• [Required task] In the data below, change every "written this way" to "formatted like this" and leave everything else as it is.

• [Provided material]
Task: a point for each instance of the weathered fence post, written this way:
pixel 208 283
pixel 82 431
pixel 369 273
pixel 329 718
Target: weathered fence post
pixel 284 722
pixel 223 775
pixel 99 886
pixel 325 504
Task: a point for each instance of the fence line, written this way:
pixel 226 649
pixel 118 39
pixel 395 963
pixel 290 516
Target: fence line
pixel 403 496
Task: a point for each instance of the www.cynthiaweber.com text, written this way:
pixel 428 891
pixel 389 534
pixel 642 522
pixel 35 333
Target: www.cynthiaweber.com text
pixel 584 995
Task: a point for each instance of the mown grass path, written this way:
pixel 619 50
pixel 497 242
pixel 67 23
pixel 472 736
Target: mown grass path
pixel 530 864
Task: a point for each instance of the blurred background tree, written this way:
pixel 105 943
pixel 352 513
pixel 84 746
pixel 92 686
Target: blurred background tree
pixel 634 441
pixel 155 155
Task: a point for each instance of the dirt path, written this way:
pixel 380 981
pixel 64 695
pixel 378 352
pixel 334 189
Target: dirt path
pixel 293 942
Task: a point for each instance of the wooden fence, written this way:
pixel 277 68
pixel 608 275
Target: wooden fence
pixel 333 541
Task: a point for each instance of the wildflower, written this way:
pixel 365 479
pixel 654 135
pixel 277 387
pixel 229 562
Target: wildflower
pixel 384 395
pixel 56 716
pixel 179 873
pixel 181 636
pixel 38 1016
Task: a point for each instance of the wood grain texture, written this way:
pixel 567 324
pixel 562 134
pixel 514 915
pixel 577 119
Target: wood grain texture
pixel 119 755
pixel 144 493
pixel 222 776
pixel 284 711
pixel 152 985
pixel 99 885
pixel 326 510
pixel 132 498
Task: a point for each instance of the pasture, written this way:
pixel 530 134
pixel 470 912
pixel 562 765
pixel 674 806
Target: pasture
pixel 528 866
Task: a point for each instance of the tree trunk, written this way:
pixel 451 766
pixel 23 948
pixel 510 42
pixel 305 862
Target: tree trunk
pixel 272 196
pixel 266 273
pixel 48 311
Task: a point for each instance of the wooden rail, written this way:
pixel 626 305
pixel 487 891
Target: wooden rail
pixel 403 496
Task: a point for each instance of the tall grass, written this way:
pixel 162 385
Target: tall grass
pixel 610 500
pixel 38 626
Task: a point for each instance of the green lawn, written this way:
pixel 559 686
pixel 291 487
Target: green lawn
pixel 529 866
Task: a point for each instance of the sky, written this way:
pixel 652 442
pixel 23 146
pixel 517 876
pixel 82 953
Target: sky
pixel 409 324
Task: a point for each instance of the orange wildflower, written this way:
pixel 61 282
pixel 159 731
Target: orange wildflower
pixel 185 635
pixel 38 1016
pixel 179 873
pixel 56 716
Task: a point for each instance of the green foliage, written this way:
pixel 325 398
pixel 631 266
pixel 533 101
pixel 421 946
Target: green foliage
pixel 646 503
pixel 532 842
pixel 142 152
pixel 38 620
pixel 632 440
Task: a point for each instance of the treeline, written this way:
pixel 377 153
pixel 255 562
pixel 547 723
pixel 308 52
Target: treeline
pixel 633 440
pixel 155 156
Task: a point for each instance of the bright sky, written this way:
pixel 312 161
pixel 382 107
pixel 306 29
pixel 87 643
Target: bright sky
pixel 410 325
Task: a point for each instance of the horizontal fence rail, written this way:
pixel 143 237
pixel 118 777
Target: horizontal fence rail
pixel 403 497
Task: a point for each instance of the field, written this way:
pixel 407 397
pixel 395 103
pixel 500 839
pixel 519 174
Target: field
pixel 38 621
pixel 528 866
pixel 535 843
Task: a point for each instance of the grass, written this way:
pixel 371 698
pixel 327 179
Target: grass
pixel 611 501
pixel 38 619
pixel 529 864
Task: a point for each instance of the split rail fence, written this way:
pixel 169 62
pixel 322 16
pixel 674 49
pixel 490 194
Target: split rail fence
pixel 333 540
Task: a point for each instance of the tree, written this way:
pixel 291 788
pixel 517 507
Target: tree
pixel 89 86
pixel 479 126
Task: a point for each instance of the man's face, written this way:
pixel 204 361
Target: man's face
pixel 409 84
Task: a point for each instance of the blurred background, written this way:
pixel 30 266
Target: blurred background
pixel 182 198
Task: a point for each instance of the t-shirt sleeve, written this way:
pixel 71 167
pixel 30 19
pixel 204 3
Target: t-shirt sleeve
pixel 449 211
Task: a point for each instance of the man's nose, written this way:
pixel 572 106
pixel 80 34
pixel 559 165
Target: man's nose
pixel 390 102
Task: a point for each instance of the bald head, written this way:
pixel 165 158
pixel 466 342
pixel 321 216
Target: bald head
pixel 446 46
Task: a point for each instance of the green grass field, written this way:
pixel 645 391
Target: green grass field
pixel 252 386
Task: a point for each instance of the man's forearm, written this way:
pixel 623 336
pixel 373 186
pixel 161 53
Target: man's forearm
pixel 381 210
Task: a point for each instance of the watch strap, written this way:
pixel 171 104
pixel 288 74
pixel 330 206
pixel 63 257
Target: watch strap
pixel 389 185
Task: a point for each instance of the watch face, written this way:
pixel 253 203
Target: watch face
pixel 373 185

• [Solution below]
Task: a point for each instance of the weathered fence post, formatted like this:
pixel 208 283
pixel 82 431
pixel 369 273
pixel 329 718
Target: weathered fence post
pixel 284 722
pixel 223 775
pixel 99 886
pixel 325 504
Task: a point for each instance of the fence line, formatted like this:
pixel 226 649
pixel 118 39
pixel 395 963
pixel 290 516
Target: fence line
pixel 403 496
Task: a point for each instance of the www.cynthiaweber.com text, formatted like this:
pixel 428 891
pixel 389 534
pixel 642 522
pixel 35 333
Target: www.cynthiaweber.com text
pixel 584 995
Task: a point for each instance of the mown grass path, formatted like this:
pixel 619 50
pixel 497 242
pixel 67 23
pixel 472 736
Target: mown grass path
pixel 530 864
Task: a point for each instance of the blurred background tree, formatted like this:
pixel 105 943
pixel 352 513
pixel 84 746
pixel 92 686
Target: blurred background tree
pixel 634 441
pixel 155 155
Task: a point for each instance of the dirt path, formatted like this:
pixel 380 981
pixel 64 695
pixel 378 352
pixel 334 189
Target: dirt path
pixel 293 942
Task: a point for each instance of the wooden fence, formatted like this:
pixel 277 68
pixel 608 275
Target: wooden fence
pixel 333 541
Task: a point for each instance of the wildflower, formatted like this:
pixel 365 479
pixel 654 135
pixel 277 387
pixel 229 562
Target: wildflower
pixel 384 395
pixel 56 716
pixel 179 873
pixel 181 636
pixel 38 1016
Task: a point for each instance of the wood grain texture, formatted like this:
pixel 567 324
pixel 562 134
pixel 514 915
pixel 577 119
Target: wood grain texture
pixel 119 755
pixel 144 493
pixel 222 776
pixel 284 711
pixel 152 985
pixel 99 885
pixel 326 510
pixel 132 498
Task: a point for each instance of the pasture, formatted like this:
pixel 530 134
pixel 470 912
pixel 562 765
pixel 674 806
Target: pasture
pixel 528 866
Task: a point for each instance of the tree trunk, formatted like this:
pixel 451 766
pixel 23 948
pixel 510 42
pixel 305 862
Target: tree trunk
pixel 272 196
pixel 266 273
pixel 48 311
Task: a point for each instance of the wooden rail, formatted like this:
pixel 626 305
pixel 487 891
Target: wooden rail
pixel 403 496
Task: a point for each instance of the tall grass, formatted like this:
pixel 162 385
Target: tall grass
pixel 610 500
pixel 38 626
Task: a point for each instance of the green lawn, formatted like this:
pixel 559 686
pixel 291 487
Target: green lawn
pixel 529 866
Task: a point for each instance of the sky, formatted like this:
pixel 652 442
pixel 23 146
pixel 517 876
pixel 82 953
Target: sky
pixel 409 324
Task: a point for each instance of the orange wildflower, formatted like this:
pixel 61 282
pixel 159 731
Target: orange wildflower
pixel 185 635
pixel 38 1016
pixel 179 873
pixel 56 716
Task: a point for each instance of the green foliage, formatted like this:
pixel 325 398
pixel 631 266
pixel 533 101
pixel 421 946
Target: green foliage
pixel 646 503
pixel 532 842
pixel 142 152
pixel 38 620
pixel 632 440
Task: a point for each instance of the treeline, formatted like this:
pixel 377 153
pixel 255 562
pixel 547 723
pixel 308 52
Target: treeline
pixel 633 440
pixel 155 156
Task: a point for each instance of the bright sky, formatted like this:
pixel 312 161
pixel 382 107
pixel 306 29
pixel 87 643
Target: bright sky
pixel 410 325
Task: a point for each instance of the horizontal fence rail, formatted like this:
pixel 143 237
pixel 118 777
Target: horizontal fence rail
pixel 403 497
Task: a point for each instance of the field, formatted like this:
pixel 407 397
pixel 395 103
pixel 500 839
pixel 519 174
Target: field
pixel 38 621
pixel 528 866
pixel 535 843
Task: a point for each instance of the grass, formatted like this:
pixel 371 698
pixel 327 179
Target: grass
pixel 611 501
pixel 38 619
pixel 529 864
Task: a point for each instance of the split rail fence, formatted like this:
pixel 169 62
pixel 322 16
pixel 674 49
pixel 490 194
Target: split rail fence
pixel 333 540
Task: a point for each instance of the tree, formatted like this:
pixel 291 788
pixel 517 507
Target: tree
pixel 89 86
pixel 479 126
Task: a point for each instance of the man's face, formatted like this:
pixel 204 361
Target: man's face
pixel 409 84
Task: a point for each instance of the blurred background, formatted like this:
pixel 30 266
Target: blurred background
pixel 182 198
Task: a point for each instance of the t-shirt sleeve, formatted like this:
pixel 71 167
pixel 30 19
pixel 204 3
Target: t-shirt sleeve
pixel 449 211
Task: a point for each instance of the man's nose, formatted like this:
pixel 572 106
pixel 80 34
pixel 559 165
Target: man's nose
pixel 390 102
Task: a point for each instance of the bald head, formatted like this:
pixel 165 158
pixel 466 342
pixel 321 216
Target: bald head
pixel 446 46
Task: a point for each instance of the green grass field, formatted like this:
pixel 645 391
Target: green grass field
pixel 252 386
Task: a point for each instance of the man's forearm, formatted like this:
pixel 623 336
pixel 373 186
pixel 161 53
Target: man's forearm
pixel 381 210
Task: a point for each instance of the watch strap, formatted like this:
pixel 171 104
pixel 288 74
pixel 330 206
pixel 63 257
Target: watch strap
pixel 389 185
Task: a point for each instance of the watch face, formatted like this:
pixel 253 203
Target: watch face
pixel 373 185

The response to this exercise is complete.